Please print every line from the one containing "Category: f/a-18 hornet" through the last line of the records below, exactly as written and nothing more.

BEGIN Supplied data

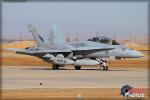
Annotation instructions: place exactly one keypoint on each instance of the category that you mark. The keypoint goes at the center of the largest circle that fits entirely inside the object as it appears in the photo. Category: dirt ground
(66, 94)
(11, 59)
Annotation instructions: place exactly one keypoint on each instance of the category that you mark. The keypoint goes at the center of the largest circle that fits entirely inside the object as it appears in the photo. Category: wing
(90, 48)
(26, 51)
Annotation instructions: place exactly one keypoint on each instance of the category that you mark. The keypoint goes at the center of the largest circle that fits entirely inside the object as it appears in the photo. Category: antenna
(20, 39)
(145, 40)
(114, 36)
(130, 39)
(77, 38)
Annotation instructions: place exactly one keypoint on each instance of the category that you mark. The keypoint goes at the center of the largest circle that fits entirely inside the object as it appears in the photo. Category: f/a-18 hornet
(57, 51)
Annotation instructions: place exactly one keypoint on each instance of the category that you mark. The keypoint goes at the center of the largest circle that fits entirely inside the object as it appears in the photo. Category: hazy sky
(86, 18)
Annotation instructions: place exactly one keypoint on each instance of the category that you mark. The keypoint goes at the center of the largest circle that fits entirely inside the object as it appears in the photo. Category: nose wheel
(103, 64)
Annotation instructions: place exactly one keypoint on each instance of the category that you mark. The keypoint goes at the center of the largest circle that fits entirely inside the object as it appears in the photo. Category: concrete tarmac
(24, 77)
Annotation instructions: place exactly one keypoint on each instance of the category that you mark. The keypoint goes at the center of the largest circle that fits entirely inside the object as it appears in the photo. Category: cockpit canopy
(103, 39)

END Supplied data

Task output:
Annotation instructions: place exactly one keypoint on each instance of the category that you mark. The keypoint goes at the center of the largest circle that fits entirely inside the object as it appears in the photo. Category: f/a-18 hornet
(57, 51)
Annotation instructions: place exactly one keypoint on each instance of the category that you mark. The keypoint goes at the center of the largest circle that fits entirely inside the object as it appears in the photo. Category: hazy sky
(86, 18)
Annotation instructions: place exactly one keypoint on each instance of the category that you mark. The keypoint goes at the center of the largest circle that fits entirely inside the object as it appears in the photo. Category: nose wheel
(103, 64)
Annotation instructions: place exactly one keypoint on each instance of the category that you mark. The keypoint goes at the center of the largest circle that fits entirely inside the object as it appears in the photo. Category: concrete tarmac
(24, 77)
Annotation instructions: place exactly one keypoint on each instance of the category that you mark. The keypoint goes at the center of the largest circle that fits entirely inside the object as it appears in the photo. Category: cockpit canopy
(103, 39)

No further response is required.